**SOURCE**
....
Yeltsin wasn't Russia's democrat: Putin is following in his footsteps


Dmitry Medvedev looks set to be the next President of the Russian Federation. Whether he acquires real power or whether Vladimir Putin, who will give United Russia's chosen candidate his backing, retains the bulk of influence will become clear in the months after the March election.

Putin’s murmurings about alleviating election fatigue have been interpreted in a sinister fashion by some commentators. The suggestion is that Russia is embarking on a course whereby managed elections could become effectively no elections at all.

The difficulty with this argument lies not necessarily with the assertion that Putin is becoming increasingly tyrannical but rather with the conception of Russia between 1991 and 2000 being on a meaningful road to liberal democracy. This view posits a tradition of authoritarianism linking Putin to the Soviet regime, interrupted by movement toward a democratic path under Boris Yeltsin.

More subtle commentators may acknowledge a much earlier psychological attachment to authoritarian rule in Russia and link a continuing tradition of autocratic and tyrannical government further back to the Tsarist regime. But in so doing they tend to conflate Yeltsin’s regime with the Provisional Government in 1917 and the continuance of an urge for liberal democratic reform.
....
**STORED DATA**

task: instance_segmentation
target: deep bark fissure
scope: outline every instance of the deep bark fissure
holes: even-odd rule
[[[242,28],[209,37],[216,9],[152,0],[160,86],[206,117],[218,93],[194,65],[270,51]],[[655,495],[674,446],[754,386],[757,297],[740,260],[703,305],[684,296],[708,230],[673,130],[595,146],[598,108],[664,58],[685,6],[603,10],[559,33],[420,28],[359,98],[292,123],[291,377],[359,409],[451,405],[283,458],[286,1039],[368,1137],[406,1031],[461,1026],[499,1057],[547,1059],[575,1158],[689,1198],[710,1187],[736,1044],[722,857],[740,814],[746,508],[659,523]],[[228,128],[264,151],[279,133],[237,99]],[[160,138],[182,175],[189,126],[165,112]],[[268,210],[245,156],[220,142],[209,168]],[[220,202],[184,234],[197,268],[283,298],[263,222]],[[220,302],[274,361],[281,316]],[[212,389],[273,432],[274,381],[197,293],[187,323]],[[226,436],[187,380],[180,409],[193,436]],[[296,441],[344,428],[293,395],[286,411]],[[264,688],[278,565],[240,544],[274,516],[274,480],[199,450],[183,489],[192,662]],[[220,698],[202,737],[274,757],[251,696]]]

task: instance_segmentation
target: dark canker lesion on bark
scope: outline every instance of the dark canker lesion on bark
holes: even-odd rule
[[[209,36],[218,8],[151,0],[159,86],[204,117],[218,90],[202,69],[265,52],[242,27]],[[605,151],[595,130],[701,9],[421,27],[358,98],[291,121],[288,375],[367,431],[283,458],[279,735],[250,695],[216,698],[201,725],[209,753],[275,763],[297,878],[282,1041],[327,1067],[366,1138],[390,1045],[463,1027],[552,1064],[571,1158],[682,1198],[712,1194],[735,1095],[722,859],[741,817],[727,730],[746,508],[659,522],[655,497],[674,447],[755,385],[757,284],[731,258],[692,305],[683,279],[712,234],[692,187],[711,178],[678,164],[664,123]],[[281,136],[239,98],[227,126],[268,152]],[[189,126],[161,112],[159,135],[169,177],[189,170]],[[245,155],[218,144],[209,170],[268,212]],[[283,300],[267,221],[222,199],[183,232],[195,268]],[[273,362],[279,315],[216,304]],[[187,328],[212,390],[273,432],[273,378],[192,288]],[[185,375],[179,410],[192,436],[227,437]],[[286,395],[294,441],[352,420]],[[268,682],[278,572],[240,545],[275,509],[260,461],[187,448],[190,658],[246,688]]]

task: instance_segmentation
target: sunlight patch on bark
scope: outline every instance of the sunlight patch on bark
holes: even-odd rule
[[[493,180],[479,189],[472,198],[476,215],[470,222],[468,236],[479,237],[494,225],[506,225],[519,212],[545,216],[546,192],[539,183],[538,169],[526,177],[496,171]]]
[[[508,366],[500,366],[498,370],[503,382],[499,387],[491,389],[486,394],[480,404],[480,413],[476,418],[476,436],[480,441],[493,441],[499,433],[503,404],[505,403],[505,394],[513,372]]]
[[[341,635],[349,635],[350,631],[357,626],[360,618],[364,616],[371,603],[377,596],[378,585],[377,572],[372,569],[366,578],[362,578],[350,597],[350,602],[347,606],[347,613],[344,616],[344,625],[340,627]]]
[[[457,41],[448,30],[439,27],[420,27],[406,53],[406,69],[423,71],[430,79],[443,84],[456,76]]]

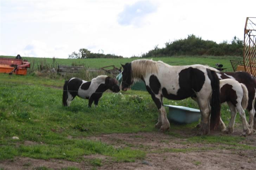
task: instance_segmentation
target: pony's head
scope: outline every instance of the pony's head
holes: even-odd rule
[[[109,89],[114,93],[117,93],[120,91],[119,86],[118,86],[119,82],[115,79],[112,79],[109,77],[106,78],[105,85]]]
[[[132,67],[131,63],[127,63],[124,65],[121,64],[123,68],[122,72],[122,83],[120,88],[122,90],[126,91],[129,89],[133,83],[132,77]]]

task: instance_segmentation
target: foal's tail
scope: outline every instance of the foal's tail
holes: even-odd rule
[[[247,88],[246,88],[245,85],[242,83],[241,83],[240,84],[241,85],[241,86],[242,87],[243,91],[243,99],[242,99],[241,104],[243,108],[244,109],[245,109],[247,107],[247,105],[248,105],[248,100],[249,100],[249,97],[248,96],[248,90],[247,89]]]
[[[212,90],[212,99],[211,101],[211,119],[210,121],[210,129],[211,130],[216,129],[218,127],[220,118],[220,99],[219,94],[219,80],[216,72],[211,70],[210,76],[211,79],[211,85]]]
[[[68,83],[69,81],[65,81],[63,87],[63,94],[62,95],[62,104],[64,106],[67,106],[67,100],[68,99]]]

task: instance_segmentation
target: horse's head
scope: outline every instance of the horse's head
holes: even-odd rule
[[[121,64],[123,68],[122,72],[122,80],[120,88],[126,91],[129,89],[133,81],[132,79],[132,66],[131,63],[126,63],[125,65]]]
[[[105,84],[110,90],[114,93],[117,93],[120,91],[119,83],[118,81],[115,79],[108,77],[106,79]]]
....
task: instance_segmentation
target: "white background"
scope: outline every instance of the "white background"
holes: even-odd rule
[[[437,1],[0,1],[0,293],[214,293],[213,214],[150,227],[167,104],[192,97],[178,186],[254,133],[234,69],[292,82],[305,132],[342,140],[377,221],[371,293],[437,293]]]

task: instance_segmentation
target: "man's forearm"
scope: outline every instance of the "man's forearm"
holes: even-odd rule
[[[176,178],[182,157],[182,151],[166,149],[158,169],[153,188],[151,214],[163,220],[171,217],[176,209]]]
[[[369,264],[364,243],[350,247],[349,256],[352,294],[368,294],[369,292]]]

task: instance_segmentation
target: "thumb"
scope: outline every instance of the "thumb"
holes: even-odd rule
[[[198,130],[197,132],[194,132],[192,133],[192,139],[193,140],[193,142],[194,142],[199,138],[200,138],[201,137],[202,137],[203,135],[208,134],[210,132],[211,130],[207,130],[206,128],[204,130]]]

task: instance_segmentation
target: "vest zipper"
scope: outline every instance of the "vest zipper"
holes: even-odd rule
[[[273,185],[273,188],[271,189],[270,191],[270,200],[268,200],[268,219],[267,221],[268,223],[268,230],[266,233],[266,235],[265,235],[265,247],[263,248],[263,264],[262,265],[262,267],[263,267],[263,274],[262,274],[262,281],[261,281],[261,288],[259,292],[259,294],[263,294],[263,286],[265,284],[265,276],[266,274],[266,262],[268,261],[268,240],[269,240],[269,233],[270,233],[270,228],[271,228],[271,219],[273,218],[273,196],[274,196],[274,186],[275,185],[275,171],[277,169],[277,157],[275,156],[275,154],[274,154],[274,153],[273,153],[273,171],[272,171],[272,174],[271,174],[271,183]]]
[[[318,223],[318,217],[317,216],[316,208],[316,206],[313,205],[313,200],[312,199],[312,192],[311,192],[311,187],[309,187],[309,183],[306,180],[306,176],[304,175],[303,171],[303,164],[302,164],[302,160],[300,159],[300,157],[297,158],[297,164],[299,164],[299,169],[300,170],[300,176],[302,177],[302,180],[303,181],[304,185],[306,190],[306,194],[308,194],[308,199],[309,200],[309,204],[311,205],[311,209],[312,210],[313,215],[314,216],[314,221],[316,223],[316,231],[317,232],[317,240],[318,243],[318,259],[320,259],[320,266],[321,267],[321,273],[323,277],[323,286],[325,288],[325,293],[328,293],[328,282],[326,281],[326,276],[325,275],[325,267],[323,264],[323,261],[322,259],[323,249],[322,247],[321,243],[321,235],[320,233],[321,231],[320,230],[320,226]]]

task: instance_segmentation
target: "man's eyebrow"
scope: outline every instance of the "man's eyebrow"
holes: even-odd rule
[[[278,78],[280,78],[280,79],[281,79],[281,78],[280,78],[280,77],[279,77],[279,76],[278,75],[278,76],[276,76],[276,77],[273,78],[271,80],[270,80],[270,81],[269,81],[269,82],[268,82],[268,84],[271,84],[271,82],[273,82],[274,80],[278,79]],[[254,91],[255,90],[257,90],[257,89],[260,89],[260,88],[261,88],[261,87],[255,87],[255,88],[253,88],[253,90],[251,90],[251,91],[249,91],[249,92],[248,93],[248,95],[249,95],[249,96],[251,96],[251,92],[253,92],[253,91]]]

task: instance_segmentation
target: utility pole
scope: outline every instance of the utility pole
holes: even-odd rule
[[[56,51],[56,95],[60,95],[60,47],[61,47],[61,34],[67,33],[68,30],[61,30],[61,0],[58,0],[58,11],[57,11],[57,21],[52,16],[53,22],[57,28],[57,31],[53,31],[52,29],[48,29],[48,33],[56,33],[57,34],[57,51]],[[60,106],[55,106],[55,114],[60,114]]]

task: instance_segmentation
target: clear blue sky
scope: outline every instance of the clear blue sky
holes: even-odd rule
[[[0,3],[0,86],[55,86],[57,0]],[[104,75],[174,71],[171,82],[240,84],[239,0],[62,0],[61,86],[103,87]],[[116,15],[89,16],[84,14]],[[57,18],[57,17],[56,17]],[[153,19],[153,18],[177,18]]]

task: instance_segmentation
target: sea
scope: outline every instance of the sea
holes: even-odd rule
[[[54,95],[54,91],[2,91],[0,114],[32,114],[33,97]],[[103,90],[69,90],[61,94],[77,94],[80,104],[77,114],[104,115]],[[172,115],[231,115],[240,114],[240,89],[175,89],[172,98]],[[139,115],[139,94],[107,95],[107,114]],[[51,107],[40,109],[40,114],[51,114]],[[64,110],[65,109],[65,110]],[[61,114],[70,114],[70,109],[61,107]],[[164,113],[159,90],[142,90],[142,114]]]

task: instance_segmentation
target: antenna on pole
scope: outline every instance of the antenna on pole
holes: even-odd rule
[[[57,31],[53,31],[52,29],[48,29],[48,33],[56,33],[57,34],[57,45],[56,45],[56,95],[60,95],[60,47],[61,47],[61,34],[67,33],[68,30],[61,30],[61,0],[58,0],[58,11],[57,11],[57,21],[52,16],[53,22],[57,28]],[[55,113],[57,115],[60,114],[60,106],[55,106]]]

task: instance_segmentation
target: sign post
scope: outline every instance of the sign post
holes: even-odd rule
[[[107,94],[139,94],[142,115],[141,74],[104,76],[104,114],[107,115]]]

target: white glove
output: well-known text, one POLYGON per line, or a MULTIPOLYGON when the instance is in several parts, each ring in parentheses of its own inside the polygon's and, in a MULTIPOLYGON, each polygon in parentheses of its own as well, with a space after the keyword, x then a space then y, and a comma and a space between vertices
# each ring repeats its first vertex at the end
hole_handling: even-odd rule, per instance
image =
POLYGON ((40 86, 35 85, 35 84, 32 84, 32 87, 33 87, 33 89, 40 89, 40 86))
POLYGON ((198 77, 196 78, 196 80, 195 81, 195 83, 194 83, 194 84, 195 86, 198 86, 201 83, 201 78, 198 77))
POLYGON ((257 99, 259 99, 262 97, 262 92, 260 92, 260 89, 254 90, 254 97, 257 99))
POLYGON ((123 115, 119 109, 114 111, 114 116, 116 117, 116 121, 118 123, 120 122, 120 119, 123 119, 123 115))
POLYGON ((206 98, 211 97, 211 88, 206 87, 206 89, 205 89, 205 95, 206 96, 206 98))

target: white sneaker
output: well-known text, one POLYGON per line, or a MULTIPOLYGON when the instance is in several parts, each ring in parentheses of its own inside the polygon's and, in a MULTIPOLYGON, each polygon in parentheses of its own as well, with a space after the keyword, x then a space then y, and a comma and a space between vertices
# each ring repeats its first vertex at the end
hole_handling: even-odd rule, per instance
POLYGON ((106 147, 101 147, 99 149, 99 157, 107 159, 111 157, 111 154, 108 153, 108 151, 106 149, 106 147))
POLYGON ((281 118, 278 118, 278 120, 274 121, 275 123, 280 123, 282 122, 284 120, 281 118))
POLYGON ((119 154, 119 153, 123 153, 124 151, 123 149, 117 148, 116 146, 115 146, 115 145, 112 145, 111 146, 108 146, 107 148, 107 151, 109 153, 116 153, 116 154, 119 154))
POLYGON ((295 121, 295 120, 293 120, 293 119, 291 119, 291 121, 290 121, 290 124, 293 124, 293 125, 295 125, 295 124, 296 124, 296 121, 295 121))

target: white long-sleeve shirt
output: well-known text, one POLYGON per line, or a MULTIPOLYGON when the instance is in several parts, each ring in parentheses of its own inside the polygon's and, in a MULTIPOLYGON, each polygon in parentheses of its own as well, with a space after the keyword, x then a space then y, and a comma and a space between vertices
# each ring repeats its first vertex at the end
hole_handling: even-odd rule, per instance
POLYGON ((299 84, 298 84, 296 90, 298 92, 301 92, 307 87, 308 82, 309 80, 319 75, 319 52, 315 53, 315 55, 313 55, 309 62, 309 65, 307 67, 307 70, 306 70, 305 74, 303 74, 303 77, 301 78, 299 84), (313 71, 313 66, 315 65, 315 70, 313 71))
....
**WHAT IS ASKED**
1 - Say whether each of the statements (a), (b) and (c) agrees with the article on Yeltsin and Putin. Answer yes or no for each, and quote the words of the article that decide it.
(a) The election is to be held in March.
(b) The view the article describes holds that the authoritarian tradition was interrupted under Boris Yeltsin.
(c) According to the article, more subtle commentators trace autocratic government back only as far as the Soviet regime.
2 - Rewrite the passage of the article on Yeltsin and Putin that begins at "Putin’s murmurings about" and stops after "under Boris Yeltsin.", changing "argument" to "claim".

**SOLUTION SET**
1 -
(a) Yes: "in the months after the March election."
(b) Yes: "interrupted by movement toward a democratic path under Boris Yeltsin."
(c) No: "further back to the Tsarist regime."

2 -
Putin’s murmurings about alleviating election fatigue have been interpreted in a sinister fashion by some commentators. The suggestion is that Russia is embarking on a course whereby managed elections could become effectively no elections at all.

The difficulty with this claim lies not necessarily with the assertion that Putin is becoming increasingly tyrannical but rather with the conception of Russia between 1991 and 2000 being on a meaningful road to liberal democracy. This view posits a tradition of authoritarianism linking Putin to the Soviet regime, interrupted by movement toward a democratic path under Boris Yeltsin.